# What is expected:
Could you give the Atlantis passage again, starting with "There is evidence" and going on through "sacred to Poseidon.", with "robes" substituted for "tunics"?

These questions are asked still, and antiquity asked them. Proclus in his commentary on the Timæus assumed that the legend was a symbol of the contest between the primeval forces and the spirit of art and science; he recites that Crantor, the first commentator, accepted it as literal history and was ridiculed for it. Strabo and Pliny barely mention the story. Thus Plutarch sets down the circumstances of its relation: “Solon attempted in verse a large description, or rather fabulous account of the Atlantic Island, which he had learned from the wise men of Sais; but by reason of his age he did not go through with it. Plato laid out magnificent courts and inclosures, and erected a grand entrance to it, such as no other story, fable, or poem ever had. But he began it late, he ended his life before the work, so that the more the reader is delighted with the part that is written, the more regret he has to find it unfinished.”

There is evidence that at any rate the legend is not an invention of Plato. It was claimed by Plato himself that the victory of the Athenians over the Atlantines was depicted on one of the ceremonial tunics which were borne in the midsummer festival of the Panathenæa. Diodorus has a reference to this war. Ælian says that Theopompus heard a similar story in Phrygia, in which, however, the island was called Meropis. Proclus quotes from the Æthiopica of Marcellus a tale of ten islands in the outer sea, the inhabitants of which preserved the memory of a large island that had ruled over the archipelago and was sacred to Poseidon.

The following are the main explanations, ancient and modern, of the legend: 1. Atlantis was no island, but a part of either Europe or Africa—the Iberian peninsula, or Senegal, for example—so remote from Egypt as to seem an island to mariners who reached it after beating about beyond the Straits. 2. Atlantis was Minoan Crete, resembling Plato’s island in its configuration if not in its site; the ancient Cretan civilization was destroyed about B.C. 1500, almost as completely as if by a submergence in the sea. 3. “Atlantis is too obviously an earlier and equally colossal Persia, western instead of eastern.” 4. Atlantis is pure fiction, arising, like the tales of Homer and Hesiod, in the belief that the abodes of the heroes were in the extreme west. 5. Atlantis is a variant of the old tradition of a Golden Age. 6. Atlantis and the Fortunate Islands and the Azores are one, but tradition placed them too near the Straits, and the legend of a great sunken island arose when no land was found where people thought land should be. 7. Atlantis is another form of the solar myth—the setting of the sun in the red ruin of evening, and the coming of dark upon the deep. 8. Atlantis and the Republic are companion realms, the one no less imaginary than the other, and each intended to illustrate Plato’s conception of ideal polity.

# Data shown:
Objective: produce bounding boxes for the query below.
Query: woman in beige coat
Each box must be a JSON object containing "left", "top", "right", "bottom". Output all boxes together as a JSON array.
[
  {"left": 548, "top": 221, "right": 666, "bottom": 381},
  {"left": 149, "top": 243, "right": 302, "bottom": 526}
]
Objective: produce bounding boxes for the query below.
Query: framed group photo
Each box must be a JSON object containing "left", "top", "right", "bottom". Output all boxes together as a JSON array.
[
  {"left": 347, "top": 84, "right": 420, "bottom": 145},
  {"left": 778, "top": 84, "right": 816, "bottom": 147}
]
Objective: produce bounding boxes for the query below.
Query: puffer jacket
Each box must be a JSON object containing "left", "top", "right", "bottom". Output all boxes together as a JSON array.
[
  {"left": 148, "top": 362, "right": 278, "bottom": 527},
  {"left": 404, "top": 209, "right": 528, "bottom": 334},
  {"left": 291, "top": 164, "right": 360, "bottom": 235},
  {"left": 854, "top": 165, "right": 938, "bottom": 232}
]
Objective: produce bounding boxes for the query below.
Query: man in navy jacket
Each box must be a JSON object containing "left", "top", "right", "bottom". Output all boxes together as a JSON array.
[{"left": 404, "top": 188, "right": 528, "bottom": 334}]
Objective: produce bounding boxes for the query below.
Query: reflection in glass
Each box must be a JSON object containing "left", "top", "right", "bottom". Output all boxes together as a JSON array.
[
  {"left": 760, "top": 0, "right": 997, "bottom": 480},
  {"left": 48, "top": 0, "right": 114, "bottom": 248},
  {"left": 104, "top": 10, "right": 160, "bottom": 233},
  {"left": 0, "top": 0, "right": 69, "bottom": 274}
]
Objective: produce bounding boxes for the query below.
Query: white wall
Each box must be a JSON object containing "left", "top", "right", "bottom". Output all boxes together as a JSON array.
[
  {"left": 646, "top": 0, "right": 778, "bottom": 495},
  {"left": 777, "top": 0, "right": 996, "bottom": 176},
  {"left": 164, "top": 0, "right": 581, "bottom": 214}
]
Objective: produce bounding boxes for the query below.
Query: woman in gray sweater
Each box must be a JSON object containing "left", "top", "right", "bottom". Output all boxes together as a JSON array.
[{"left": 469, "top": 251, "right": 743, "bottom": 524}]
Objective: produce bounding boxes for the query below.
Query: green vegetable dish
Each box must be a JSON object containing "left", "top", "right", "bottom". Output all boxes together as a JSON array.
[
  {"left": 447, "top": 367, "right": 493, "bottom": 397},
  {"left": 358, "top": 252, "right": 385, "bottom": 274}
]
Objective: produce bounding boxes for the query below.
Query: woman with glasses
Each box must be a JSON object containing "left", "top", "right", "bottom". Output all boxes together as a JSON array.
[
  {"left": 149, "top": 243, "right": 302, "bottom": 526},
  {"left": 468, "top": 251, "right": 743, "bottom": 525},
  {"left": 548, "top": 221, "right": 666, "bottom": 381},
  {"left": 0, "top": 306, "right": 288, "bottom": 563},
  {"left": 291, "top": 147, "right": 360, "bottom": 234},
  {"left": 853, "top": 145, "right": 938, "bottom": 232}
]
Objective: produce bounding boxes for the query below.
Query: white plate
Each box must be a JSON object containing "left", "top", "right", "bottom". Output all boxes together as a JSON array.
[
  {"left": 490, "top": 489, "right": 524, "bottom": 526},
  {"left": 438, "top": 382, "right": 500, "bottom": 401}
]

# Result for this exercise:
There is evidence that at any rate the legend is not an invention of Plato. It was claimed by Plato himself that the victory of the Athenians over the Atlantines was depicted on one of the ceremonial robes which were borne in the midsummer festival of the Panathenæa. Diodorus has a reference to this war. Ælian says that Theopompus heard a similar story in Phrygia, in which, however, the island was called Meropis. Proclus quotes from the Æthiopica of Marcellus a tale of ten islands in the outer sea, the inhabitants of which preserved the memory of a large island that had ruled over the archipelago and was sacred to Poseidon.